### Source records
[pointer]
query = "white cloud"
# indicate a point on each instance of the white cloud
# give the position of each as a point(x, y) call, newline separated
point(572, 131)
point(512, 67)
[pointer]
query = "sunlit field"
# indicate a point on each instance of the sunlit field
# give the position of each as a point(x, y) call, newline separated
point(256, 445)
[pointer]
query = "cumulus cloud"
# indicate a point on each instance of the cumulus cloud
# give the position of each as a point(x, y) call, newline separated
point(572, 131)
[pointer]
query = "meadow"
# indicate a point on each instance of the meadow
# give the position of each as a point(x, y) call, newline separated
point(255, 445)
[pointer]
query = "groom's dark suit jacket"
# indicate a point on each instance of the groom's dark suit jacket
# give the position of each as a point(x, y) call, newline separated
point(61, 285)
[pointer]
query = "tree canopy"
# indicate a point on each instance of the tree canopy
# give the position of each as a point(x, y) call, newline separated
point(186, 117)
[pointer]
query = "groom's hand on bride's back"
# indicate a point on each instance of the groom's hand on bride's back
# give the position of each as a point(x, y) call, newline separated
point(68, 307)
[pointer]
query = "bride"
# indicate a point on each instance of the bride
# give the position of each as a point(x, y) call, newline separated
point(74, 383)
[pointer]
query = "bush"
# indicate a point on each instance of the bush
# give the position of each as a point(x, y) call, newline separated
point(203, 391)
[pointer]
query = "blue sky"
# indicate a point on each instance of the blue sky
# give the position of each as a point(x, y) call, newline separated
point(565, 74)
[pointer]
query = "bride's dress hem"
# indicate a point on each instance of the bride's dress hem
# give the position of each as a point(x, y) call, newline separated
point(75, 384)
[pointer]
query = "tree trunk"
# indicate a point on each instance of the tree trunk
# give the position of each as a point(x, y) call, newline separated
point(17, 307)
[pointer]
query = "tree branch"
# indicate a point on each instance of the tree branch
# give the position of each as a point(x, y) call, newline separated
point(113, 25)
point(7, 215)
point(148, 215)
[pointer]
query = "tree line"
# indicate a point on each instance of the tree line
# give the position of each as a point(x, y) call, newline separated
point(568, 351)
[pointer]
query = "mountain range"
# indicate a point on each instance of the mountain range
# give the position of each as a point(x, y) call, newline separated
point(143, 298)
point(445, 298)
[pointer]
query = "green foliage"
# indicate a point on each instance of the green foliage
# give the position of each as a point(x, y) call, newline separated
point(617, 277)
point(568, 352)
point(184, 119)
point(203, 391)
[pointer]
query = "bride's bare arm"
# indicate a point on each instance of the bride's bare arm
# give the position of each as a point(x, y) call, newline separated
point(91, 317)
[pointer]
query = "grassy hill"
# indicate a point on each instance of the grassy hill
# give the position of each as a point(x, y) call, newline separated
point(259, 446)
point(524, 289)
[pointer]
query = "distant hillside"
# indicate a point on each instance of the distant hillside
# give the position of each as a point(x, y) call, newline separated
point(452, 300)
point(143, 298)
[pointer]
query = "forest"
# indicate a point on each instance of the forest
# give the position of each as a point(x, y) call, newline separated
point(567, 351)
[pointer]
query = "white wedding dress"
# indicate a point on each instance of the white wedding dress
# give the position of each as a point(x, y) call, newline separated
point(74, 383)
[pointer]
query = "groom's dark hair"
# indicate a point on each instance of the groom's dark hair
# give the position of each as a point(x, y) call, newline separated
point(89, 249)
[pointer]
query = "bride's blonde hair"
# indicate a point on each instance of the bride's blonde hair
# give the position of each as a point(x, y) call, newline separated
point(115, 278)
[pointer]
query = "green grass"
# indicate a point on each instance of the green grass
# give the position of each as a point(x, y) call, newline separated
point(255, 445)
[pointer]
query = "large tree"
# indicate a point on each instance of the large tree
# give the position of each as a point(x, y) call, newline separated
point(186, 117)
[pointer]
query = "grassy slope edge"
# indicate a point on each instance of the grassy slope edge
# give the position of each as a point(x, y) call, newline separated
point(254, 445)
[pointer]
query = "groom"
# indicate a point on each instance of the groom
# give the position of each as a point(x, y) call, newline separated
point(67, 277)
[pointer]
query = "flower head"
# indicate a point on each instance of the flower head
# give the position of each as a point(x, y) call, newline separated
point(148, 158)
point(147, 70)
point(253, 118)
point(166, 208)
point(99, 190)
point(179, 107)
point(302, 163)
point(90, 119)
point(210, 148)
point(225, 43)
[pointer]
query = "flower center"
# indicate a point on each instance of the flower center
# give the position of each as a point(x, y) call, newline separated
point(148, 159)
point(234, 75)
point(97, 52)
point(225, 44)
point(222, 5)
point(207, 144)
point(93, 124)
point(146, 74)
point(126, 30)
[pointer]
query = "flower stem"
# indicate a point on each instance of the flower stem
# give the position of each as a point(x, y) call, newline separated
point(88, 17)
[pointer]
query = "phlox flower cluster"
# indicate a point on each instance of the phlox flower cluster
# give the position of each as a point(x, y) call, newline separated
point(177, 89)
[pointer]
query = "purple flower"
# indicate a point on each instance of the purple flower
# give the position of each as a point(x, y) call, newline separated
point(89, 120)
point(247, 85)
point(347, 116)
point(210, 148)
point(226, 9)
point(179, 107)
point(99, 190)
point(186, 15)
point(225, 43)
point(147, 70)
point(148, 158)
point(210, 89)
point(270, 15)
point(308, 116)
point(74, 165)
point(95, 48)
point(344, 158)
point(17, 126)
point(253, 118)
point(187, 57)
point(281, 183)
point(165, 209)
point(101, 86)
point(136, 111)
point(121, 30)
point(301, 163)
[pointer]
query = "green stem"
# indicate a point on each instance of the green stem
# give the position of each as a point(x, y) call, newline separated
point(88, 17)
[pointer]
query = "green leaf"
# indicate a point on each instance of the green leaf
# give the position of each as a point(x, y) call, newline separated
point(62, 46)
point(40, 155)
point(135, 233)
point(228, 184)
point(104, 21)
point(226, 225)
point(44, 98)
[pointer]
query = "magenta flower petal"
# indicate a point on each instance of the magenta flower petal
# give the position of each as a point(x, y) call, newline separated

### What you are asked to do
Write down the records again, character for character, starting with their first line and going on through the line containing "point(68, 307)", with both of those lines included.

### Expected answer
[pointer]
query = "white cloud"
# indicate a point on each instance of the white cloud
# give the position of each as a point(x, y) call, newline separated
point(572, 131)
point(512, 67)
[pointer]
query = "sunlit field"
# indicate a point on each instance of the sunlit field
# give the position of each as a point(x, y) call, newline separated
point(256, 445)
[pointer]
query = "cumulus cloud"
# indicate a point on each instance of the cumulus cloud
# give the position of each as a point(x, y) call, newline separated
point(572, 131)
[pointer]
query = "meadow"
# indicate a point on each instance of the meadow
# give the position of each as a point(x, y) call, newline separated
point(255, 445)
[pointer]
query = "groom's dark suit jacket"
# indicate a point on each instance of the groom's dark suit jacket
# give the position of each as a point(x, y) call, newline separated
point(61, 285)
[pointer]
query = "tree canopy"
# indicate a point on each instance of the tree canopy
# give the position of each as a point(x, y) call, newline separated
point(186, 117)
[pointer]
query = "groom's hand on bride's back"
# indicate a point on each instance of the groom's hand on bride's back
# give the position of each as a point(x, y) call, newline separated
point(68, 307)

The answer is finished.